• _PROBLEM DETAILS_: Take the data that follows and return it exactly.

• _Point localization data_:

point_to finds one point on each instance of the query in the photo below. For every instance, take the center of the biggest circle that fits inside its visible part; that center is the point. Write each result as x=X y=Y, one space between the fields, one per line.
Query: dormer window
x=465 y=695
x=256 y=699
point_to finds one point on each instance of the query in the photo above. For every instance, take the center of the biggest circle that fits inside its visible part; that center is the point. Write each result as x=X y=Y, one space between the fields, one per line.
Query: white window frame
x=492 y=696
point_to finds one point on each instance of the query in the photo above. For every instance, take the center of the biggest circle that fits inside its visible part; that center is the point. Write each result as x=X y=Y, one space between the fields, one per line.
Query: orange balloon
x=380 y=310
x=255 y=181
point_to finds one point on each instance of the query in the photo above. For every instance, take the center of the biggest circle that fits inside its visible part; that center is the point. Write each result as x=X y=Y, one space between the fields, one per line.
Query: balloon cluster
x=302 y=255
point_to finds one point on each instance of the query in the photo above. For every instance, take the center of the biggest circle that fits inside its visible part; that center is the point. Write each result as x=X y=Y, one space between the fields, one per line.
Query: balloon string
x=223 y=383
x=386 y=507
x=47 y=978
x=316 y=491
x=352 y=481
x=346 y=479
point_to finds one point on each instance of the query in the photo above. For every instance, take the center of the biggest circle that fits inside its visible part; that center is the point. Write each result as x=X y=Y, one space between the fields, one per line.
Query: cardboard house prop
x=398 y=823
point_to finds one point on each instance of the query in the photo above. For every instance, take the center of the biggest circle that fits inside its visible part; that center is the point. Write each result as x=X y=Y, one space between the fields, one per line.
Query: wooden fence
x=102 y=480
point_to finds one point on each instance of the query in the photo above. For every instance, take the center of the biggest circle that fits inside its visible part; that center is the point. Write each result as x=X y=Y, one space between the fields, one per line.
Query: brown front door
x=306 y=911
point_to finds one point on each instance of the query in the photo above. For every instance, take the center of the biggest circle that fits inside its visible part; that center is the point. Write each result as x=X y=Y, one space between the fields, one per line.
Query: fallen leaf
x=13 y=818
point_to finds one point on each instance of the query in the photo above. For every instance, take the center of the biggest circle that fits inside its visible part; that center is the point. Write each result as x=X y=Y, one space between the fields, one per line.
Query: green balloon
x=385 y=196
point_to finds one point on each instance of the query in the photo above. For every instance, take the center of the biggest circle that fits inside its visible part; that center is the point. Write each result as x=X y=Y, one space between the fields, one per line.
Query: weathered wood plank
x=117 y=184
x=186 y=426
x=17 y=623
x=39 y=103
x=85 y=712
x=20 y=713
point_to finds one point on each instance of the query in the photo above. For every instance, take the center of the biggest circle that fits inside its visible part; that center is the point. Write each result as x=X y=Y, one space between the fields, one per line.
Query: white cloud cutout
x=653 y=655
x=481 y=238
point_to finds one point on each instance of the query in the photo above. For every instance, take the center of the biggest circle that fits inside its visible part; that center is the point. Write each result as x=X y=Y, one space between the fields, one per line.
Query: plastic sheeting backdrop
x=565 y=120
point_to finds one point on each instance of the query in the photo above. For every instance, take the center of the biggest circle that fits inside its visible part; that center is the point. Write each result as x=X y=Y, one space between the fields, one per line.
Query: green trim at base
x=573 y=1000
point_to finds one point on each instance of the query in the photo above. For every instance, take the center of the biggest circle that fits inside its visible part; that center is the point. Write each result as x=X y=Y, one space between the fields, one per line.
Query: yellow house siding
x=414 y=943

• _SOLUTION FOR THIS TASK_:
point_to finds one point on each instance of the query in the photo below. For every instance, take the center of the biggest circle that fits inside its visible part; that center is the point. Write each result as x=X y=Y, one space between the fields, one per line.
Query: dormer window
x=465 y=695
x=256 y=699
point_to finds one point on each instance of the query in the photo above. For every instance, take the center of the biggest circle that fits inside its visible part; that center is the point. Write each result as x=X y=Y, one space between the fields, one per line.
Query: white window frame
x=492 y=696
point_to finds one point on each instance of the query in the photo above. For every instance, take the center of the biggest circle that fits inside its visible part; that center is the point. Write each result as x=X y=Y, one space between the fields, one per line.
Query: orange balloon
x=380 y=310
x=255 y=181
point_to finds one point on each instance of the query in the photo above. For every instance, take the center of the biggest circle that fits inside its visible part; that center is the point. Write each result as x=X y=Y, one space between the fields, one per line.
Query: balloon cluster
x=302 y=255
point_to finds one point on each instance of the query in the photo above. For every instance, take the center of the biggest circle that fits inside its visible part; that center is the point. Write each result as x=X y=Y, one space between the fields, one per line.
Query: balloon string
x=223 y=383
x=386 y=507
x=47 y=978
x=316 y=491
x=352 y=481
x=346 y=479
point_to finds one point on each instance of the query in the photo above. For every instance, take the center of the biggest circle that fits inside its visible part; that center is the point. Write each result as x=X y=Y, one space between the fields, one per line.
Query: cardboard house prop
x=398 y=823
point_to finds one point on each instance of the query in the photo above. For every instance, take the center of the biggest circle that fits inside its visible part; that center is the point. Write each result as x=X y=Y, one space between the fields, one per line.
Query: wooden fence
x=102 y=480
point_to finds one point on each instance of the query in the photo above. For every instance, take the center of the biggest circle that fits inside its visible part; that center is the point. Write each result as x=X y=Y, one space between the fields, one per line.
Query: brown front door
x=306 y=911
point_to finds one point on each instance of the query in the photo above. For every instance, take the center of the biggest circle that fits inside its visible part; that center is the point. Write each result as x=X y=Y, one space between the fields, one per line.
Query: fallen leaf
x=13 y=818
point_to finds one point on each instance of the query in the photo above. For every instance, take the center of the biggest circle that fits inside its visible part; that center is the point. Write each result as x=X y=Y, one space between the fields, one per line.
Query: green balloon
x=385 y=196
point_to finds one point on each instance of the query in the photo above. For every instance, take the center of the biggest circle that fits inside its visible part; that center is the point. Write each result as x=X y=Y, one space between the fields, one per line.
Query: weathered wood plank
x=117 y=184
x=186 y=426
x=17 y=623
x=39 y=103
x=85 y=712
x=20 y=713
point_to finds one point on each instance of the query in the photo above. For every instance, take the center of the biggest circle that fits inside its visible part; that center is the point. Write each result as x=X y=Y, one space between the fields, one per line.
Query: white cloud cutout
x=653 y=655
x=481 y=238
point_to finds one point on each instance of the query in the photo above. For every instance, take the center of the biggest circle that fits inside its visible part; that center is the point. Write each result as x=X y=Y, one space between the fields, one per line.
Query: plastic sheeting backdrop
x=565 y=120
point_to finds one point on each instance of the query in the photo above. For every instance, take the center of the biggest circle that fits inside its visible part; that center is the point. Write each result as x=X y=Y, one space between the fields, one per line.
Query: green trim at base
x=573 y=1000
point_to finds one point on each instance of the query in the photo above. For every instance, take the center of the biggest circle that fits inside its visible part; that center is the point. Write each result as x=X y=Y, one space between the fields, one per line.
Query: yellow house siding
x=414 y=943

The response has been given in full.